[[ Records for the exercise, beginning ]]

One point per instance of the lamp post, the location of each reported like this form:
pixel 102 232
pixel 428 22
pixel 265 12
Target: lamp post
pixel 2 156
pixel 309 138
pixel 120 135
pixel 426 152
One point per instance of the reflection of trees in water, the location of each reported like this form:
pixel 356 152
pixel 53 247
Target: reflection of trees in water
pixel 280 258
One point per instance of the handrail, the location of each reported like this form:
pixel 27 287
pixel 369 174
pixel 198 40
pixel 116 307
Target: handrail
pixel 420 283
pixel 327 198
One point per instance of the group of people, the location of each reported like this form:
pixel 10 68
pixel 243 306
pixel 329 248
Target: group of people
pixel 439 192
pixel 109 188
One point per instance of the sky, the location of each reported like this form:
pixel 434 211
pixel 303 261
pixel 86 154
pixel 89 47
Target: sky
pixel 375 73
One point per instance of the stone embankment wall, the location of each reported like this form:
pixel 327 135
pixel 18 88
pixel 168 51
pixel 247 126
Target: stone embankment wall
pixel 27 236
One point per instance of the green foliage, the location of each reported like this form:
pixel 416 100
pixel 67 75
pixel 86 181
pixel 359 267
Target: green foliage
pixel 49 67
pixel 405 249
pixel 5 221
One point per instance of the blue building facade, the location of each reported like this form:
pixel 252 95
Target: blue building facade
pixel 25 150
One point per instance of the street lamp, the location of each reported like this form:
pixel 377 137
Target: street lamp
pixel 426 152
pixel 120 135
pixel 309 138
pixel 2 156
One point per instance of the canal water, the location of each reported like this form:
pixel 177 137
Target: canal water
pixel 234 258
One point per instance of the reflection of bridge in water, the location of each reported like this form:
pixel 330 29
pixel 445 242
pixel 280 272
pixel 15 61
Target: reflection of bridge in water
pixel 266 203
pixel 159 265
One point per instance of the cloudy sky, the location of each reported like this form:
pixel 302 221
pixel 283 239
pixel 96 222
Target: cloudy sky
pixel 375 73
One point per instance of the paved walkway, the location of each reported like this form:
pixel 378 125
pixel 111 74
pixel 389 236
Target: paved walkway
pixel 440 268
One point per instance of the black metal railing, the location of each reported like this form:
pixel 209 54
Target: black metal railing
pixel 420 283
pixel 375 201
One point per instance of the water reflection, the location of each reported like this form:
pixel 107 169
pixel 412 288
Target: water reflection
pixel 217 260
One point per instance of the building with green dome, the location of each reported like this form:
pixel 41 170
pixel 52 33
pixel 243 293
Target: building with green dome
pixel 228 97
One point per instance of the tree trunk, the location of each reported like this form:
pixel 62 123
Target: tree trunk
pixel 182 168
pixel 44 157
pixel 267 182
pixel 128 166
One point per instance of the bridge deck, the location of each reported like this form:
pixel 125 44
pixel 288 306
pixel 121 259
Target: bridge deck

[[ Records for the exercise, end ]]

» **What needs to be done**
From the line containing "pixel 378 125" down to the last line, reproduce the records exactly. Include both ends.

» **Reply to the exercise**
pixel 378 125
pixel 111 74
pixel 389 236
Target: paved walkway
pixel 440 268
One point per instance of the black metal railing, the location of each reported like this form:
pixel 209 54
Target: black metal railing
pixel 420 283
pixel 375 201
One point per instance of the water reflection, the location of each reported like this form:
pixel 107 169
pixel 412 288
Target: water reflection
pixel 217 260
One point per instance of the building with green dome, the location of each reported like this form:
pixel 41 170
pixel 52 33
pixel 243 293
Target: building with green dome
pixel 228 97
One point per instance of the tree trunk, the location of each reported like this form:
pixel 62 123
Target: tree trunk
pixel 182 168
pixel 44 157
pixel 267 182
pixel 128 166
One point per instance of the bridge deck, the location of each reported like this form:
pixel 125 44
pixel 288 306
pixel 121 259
Target: bridge deck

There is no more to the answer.